## AUFGABEN
**a)** Gib einen Teil des Textes über den Handel erneut wieder. Beginne bei den Worten "Das heutige Wissen", höre nach "einen florierenden Musikfachhandel)." auf und tausche dabei "Buchläden" gegen "Buchhandlungen" aus.
**b)** Beantworte anhand des Textes über den Handel diese Fragen:
(i) Von wem stammt das Zitat über die Entwicklung im E-Commerce?
(ii) Wann gab Amazon laut Text seine erste Umsatzmilliarde bekannt?
(iii) Welche überregionalen Warenhäuser werden im Text genannt?
**c)** Setze den Text über den Handel nach seinem letzten Satz fort.

## LESETEXT
Wo steht der sterbende Handel – heute und in 5 Jahren?

"Die Entwicklung im E-Commerce verlief bisher immer rasanter, als Experten vorhergesagt haben." (Gerry Weber)

Wenn man sieht, wie Online den Handel überrollt und ihm in nur zwei Jahren 9 Mrd. Euro abenehmen konnte, dann fragt man sich unwillkürlich: Wie kann das möglich sein? Und: Wird das jetzt so weitergehen? Wird der Online-Handel also dem stationären Handel in den nächsten 5 Jahren hochgerechnet weitere 20-25 Mrd. Euro abnehmen?

Bvhzahlen2012

Für einen Plausibilitäts-Check lohnt es sich, einmal fünf Jahre zurückzublicken und sich vor Augen zu führen, wo der sterbende Handel damals stand, Anfang 2008, als Amazon seine erste Umsatzmilliarde bekanntgegeben hat (vgl. die Amazon-Zahlen heute):

Der Handel, und hier speziell die Katalogversender, litt also schon damals extrem. Doch so sehr er auch litt: Wer hätte Anfang 2008 allen Ernstes für möglich gehalten, dass sich binnen fünf Jahren sowohl Quelle als auch Neckermann (komplett!) in Luft auflösen oder dass auch ein Schlecker komplett von der Bildfläche verschwindet?

Wenn es dem Handel den Boden unter den Füßen wegzieht

Das heutige Wissen einbezogen, kann man sich nun überlegen, wie es wohl weitergeht und wie der Markt 2017/18 aussieht:

  • Wenn schon führende Buchhändler davon ausgehen, dass die Hälfte der Buchläden überflüssig sind, dann dürfte das ein Mindestwert sein. Die Frage ist hier eigentlich nur noch, wer zuerst die Segel streicht – Thalia oder Weltbild/Hugendubel bzw. wann beide zusammengehen? (Zur Erinnerung: Deutschland hatte auch einmal einen florierenden Musikfachhandel).
  • Bei Media Saturn, gerade noch ein Stückchen enger zusammengerückt, dürfte in fünf Jahren nur noch eine der beiden Offline-Marken übrig sein. Die andere wird ggf. mit/statt Redcoon als reines Online-Konzept fortgeführt, das Filialnetz wird wie das des gesamten Elektronikhandels entsprechend ausgedünnt.
  • Die überregionalen Warenhäuser von Kaufhof und Karstadt kämpfen schon seit längerem um ihre Existenzberichtigung und werden, wenn nicht gegen den Online-Handel, dann gegen die innerstädtischen Shoppingcenter verlieren.

## DATENSÄTZE
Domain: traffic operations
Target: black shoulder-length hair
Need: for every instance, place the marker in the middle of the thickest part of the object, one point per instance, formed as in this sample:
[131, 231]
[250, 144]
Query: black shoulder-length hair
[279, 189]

## LÖSUNGEN
**a)**
Das heutige Wissen einbezogen, kann man sich nun überlegen, wie es wohl weitergeht und wie der Markt 2017/18 aussieht:

  • Wenn schon führende Buchhändler davon ausgehen, dass die Hälfte der Buchhandlungen überflüssig sind, dann dürfte das ein Mindestwert sein. Die Frage ist hier eigentlich nur noch, wer zuerst die Segel streicht – Thalia oder Weltbild/Hugendubel bzw. wann beide zusammengehen? (Zur Erinnerung: Deutschland hatte auch einmal einen florierenden Musikfachhandel).

**b)**
(i) Von Gerry Weber.
(ii) Anfang 2008.
(iii) Die Warenhäuser von Kaufhof und Karstadt.

**c)**
  • Für die Ü60-Versender der Otto-Gruppe bahnt sich der Showdown für 2014 an, wenn nach den Quelle- auch die Neckermann-Effekte endgültig verpuffen.
  • Jenseits der direkten Pleitekandidaten klagen heute schon viele weitere Handelshäuser über rückläufige Umsätze. Entsprechend werden sich über alle Branchen hinweg die traditionellen Handelsfilialen weiter ausdünnen.
  • Hinzu kommt, dass der Direktvertrieb für Marken/Hersteller keinen Tabubruch mehr darstellt und traditionelle Handelsmodelle so zudem überflüssig werden.

Jetzt kann man hochrechnen, welche Umsatzanteile dem stationären Handel in den nächsten Jahren verloren gehen, wieviele zugunsten des Online-Handels, wieviele zugunsten von Marken und vertikalen Anbietern wegbrechen, wie sich die Marktanteile verschieben werden bzw. wer was auffangen kann.

Wie sieht das Weihnachtsgeschäft des Handels 2017/18 aus?

Man kann es sich aber auch ganz einfach machen und sich einfach nur mal fragen: Werden die Menschen in fünf Jahren noch wie all die Jahrzehnte zuvor fürs Weihnachtsgeschäft in die Innenstädte pilgern? Bzw. was haben die Einzelhändler dort dem Online-Handel 2017/18 in der für viele umsatzstärksten Zeit des Jahres entgegenzusetzen?

Aus unserer Sicht ist der Online-Handel mit dem Jahr 2011 in eine neue (Wachstums-)Phase eingetreten (siehe Chart). Wir halten daher 20 bis 25 Mrd. Euro Online-Wachstum für die kommenden fünf Jahre für durchaus realistisch und werden unsere Markt- und Wachstumsprognosen für den Online-Handel entsprechend radikal anheben.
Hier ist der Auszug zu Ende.